:: BLOQUE DE TEXTO ::
+++

Aún hoy es posible recrear ese espíritu que surgió de las inquietudes del rey Carlos III El Noble, quien desde el siglo XIV estableció en Olite el centro de su vida cortesana. El palacio es una ampliación de un primitivo castillo al estilo clásico (donde hoy está ubicado el Parador de Turismo) que se fue convirtiendo en un bosque de torres a mayor gloria de la reina, desde doña Leonor (esposa de Carlos III) hasta doña Catalina, última monarca navarra.

El recorrido por este sinfín de salas, pasadizos, escaleras de caracol y miradores abiertos a las huertas y campos de Olite se inicia en el patio de armas, también conocido como Jardín Viejo, un anticipo de uno de los atractivos del monumento, sus pequeños jardines que hacían más ligeros los rigores del verano. Desde aquí se tiene una vista excelente de la torre de la iglesia de Santa María, otra de las joyas de la villa, levantada sobre un torreón de la muralla romana.

+++

:: CONSIGNA 1 ::
Según el texto sobre el palacio de Olite, ¿dónde comienza el recorrido por sus salas y pasadizos?
:: CONSIGNA 2 ::
Cita del texto sobre el palacio de Olite el fragmento que va desde "Aún hoy es posible" hasta "última monarca navarra.".
Los ítems proceden de otra fuente, sin relación con el texto.

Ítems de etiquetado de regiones
+++

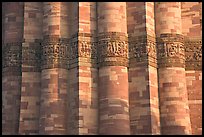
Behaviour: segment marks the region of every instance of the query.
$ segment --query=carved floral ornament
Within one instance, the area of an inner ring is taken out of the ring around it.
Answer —
[[[21,66],[22,43],[7,43],[3,46],[3,68]]]
[[[98,43],[99,57],[128,58],[128,44],[125,41],[100,41]]]
[[[165,42],[158,44],[158,59],[161,58],[185,58],[184,44],[181,42]]]

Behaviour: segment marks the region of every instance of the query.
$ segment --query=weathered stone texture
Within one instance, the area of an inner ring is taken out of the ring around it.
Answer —
[[[192,134],[202,134],[202,72],[186,71]]]
[[[202,2],[3,2],[2,134],[202,134]]]

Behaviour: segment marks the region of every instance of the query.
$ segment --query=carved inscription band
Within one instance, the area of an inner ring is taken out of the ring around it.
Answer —
[[[6,43],[3,46],[3,68],[21,67],[22,43]]]
[[[41,43],[28,43],[29,46],[22,46],[22,65],[24,67],[32,67],[36,71],[40,71],[41,63]]]
[[[179,34],[163,34],[157,38],[158,66],[185,67],[185,51],[183,36]]]
[[[47,38],[42,43],[42,69],[68,68],[68,40]]]
[[[98,64],[128,66],[128,40],[124,33],[102,33],[98,36]]]
[[[185,40],[186,70],[202,70],[202,40]]]
[[[129,42],[130,66],[148,63],[157,66],[156,39],[151,36],[132,37]]]

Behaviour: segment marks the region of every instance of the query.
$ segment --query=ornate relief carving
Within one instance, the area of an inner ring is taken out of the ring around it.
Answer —
[[[186,70],[202,70],[202,40],[187,40],[184,44]]]
[[[40,67],[41,43],[29,43],[28,47],[22,46],[22,64]]]
[[[185,67],[185,52],[181,35],[164,34],[157,39],[159,67]]]
[[[77,36],[77,37],[76,37]],[[97,42],[92,42],[92,35],[89,33],[78,33],[70,40],[69,60],[78,57],[96,59],[97,57]],[[86,40],[84,40],[86,39]]]
[[[99,36],[98,63],[99,66],[127,66],[127,37],[125,37],[125,35],[117,35],[117,33],[107,33],[106,35]]]
[[[21,67],[21,57],[22,57],[22,43],[6,43],[3,46],[3,68],[6,67]]]
[[[79,41],[79,57],[96,58],[96,42]]]
[[[42,44],[42,69],[68,68],[68,39],[45,39]]]
[[[129,45],[130,66],[148,63],[156,67],[155,38],[150,36],[132,37]]]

+++

:: SOLUCIÓN DEL EJERCICIO 1 ::
En el patio de armas, también conocido como Jardín Viejo.

:: SOLUCIÓN DEL EJERCICIO 2 ::
Aún hoy es posible recrear ese espíritu que surgió de las inquietudes del rey Carlos III El Noble, quien desde el siglo XIV estableció en Olite el centro de su vida cortesana. El palacio es una ampliación de un primitivo castillo al estilo clásico (donde hoy está ubicado el Parador de Turismo) que se fue convirtiendo en un bosque de torres a mayor gloria de la reina, desde doña Leonor (esposa de Carlos III) hasta doña Catalina, última monarca navarra.